About this exercise: Take the line that contains "If you could pick out the green tree" and each line after it to the end of the data below, and set them down exactly, omitting pictures.

**** Working data ****

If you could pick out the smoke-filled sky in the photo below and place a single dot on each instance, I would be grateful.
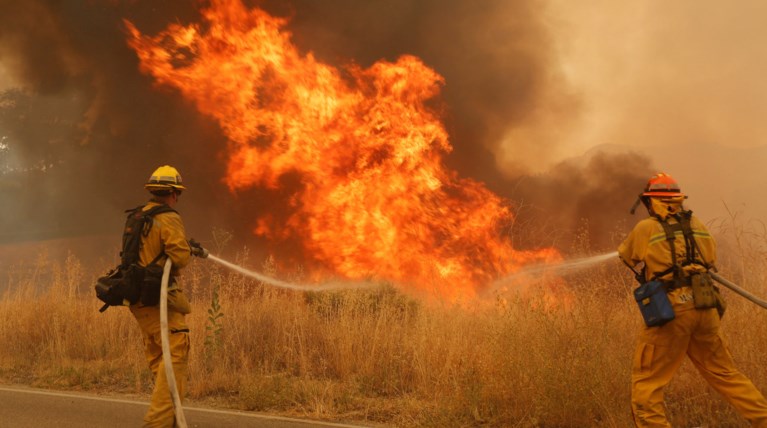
(531, 89)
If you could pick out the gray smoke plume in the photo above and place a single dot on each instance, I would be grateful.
(88, 127)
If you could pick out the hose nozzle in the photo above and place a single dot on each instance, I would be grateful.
(198, 250)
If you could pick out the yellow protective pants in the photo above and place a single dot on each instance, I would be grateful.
(161, 411)
(661, 350)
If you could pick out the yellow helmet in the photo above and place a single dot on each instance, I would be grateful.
(164, 178)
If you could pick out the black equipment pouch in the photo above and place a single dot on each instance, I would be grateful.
(129, 283)
(654, 304)
(703, 293)
(120, 286)
(150, 286)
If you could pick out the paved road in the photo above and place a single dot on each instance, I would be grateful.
(22, 407)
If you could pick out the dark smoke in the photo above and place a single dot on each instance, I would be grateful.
(582, 205)
(88, 128)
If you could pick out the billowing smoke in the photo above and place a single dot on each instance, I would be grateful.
(87, 128)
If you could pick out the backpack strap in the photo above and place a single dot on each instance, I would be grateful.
(142, 220)
(670, 231)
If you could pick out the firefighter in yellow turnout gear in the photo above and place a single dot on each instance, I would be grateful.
(693, 332)
(167, 236)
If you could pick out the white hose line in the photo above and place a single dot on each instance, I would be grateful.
(166, 357)
(738, 290)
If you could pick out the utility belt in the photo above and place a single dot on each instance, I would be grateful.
(673, 284)
(656, 307)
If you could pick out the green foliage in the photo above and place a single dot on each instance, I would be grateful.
(213, 326)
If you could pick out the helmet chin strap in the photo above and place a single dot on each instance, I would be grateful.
(636, 204)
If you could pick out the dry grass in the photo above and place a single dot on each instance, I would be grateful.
(556, 358)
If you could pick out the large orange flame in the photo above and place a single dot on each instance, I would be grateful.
(376, 199)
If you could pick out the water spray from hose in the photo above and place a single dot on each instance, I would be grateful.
(562, 268)
(289, 285)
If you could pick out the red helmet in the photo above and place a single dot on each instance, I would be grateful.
(662, 184)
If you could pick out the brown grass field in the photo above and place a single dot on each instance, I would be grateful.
(557, 355)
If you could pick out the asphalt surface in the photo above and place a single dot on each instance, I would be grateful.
(22, 407)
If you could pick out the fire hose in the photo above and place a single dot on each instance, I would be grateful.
(166, 357)
(738, 290)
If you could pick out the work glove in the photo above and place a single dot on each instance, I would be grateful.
(197, 249)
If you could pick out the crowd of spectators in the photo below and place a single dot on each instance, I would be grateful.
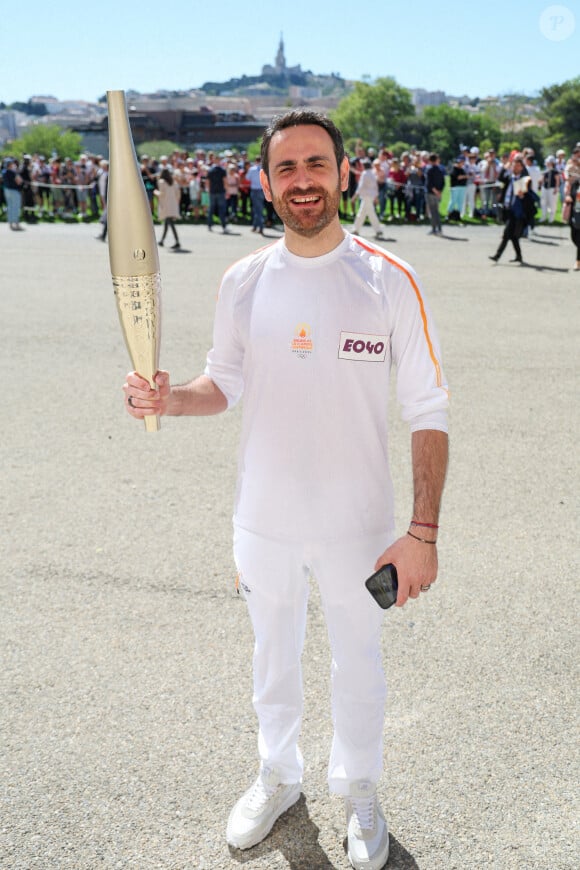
(58, 187)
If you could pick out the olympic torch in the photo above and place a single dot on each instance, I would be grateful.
(132, 249)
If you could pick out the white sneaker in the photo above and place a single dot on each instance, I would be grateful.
(253, 817)
(368, 837)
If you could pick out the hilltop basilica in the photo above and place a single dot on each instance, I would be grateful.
(280, 68)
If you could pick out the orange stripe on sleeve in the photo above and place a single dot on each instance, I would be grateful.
(413, 284)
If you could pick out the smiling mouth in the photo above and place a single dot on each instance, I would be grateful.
(305, 200)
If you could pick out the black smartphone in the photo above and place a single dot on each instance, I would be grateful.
(383, 586)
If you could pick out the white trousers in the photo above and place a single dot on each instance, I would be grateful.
(366, 209)
(469, 202)
(549, 200)
(274, 578)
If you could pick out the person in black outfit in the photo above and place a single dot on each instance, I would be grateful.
(217, 192)
(434, 184)
(519, 208)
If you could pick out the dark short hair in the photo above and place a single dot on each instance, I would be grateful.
(298, 118)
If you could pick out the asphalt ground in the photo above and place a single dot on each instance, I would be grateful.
(126, 724)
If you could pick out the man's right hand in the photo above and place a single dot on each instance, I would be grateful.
(143, 401)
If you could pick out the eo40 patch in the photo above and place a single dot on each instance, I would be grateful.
(360, 346)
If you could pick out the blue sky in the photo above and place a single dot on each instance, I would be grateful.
(479, 49)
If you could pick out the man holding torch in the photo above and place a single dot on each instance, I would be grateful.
(307, 330)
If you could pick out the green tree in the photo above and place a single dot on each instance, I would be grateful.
(372, 112)
(449, 128)
(561, 110)
(46, 140)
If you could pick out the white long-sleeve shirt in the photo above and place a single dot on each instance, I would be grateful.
(309, 342)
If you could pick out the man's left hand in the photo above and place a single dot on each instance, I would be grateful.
(416, 564)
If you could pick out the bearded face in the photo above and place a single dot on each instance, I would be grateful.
(304, 183)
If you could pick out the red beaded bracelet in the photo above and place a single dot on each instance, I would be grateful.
(422, 540)
(425, 525)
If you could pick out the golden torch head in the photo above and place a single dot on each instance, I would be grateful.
(133, 251)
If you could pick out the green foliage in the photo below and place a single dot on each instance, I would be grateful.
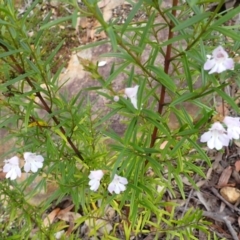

****

Exercise solution:
If you could pick out the green tree in the photo above and place a single dot on each instance, I would be grateful.
(372, 112)
(449, 128)
(561, 110)
(46, 140)
If you could pick out the white long-sleeve shirt in the photo above and place a single dot on each instance, I would be grateful.
(309, 342)
If you could pick out the man's left hand in the photo above and place a single dot on each instance, I would be grateful.
(416, 564)
If you could pick out the bearded face in the photo above and place a single dot on each instance, I would be grateful.
(304, 183)
If you could pick out the red beaded bracelet in the photo above and place a single dot on each instance, I would be grateful.
(422, 540)
(425, 525)
If you could pick out the golden torch head in the photo above and place a single dot on each instance, I would be grateful.
(133, 251)
If you could pick out the green foliage in the photo below and place a single dot on each instance, I would be grateful.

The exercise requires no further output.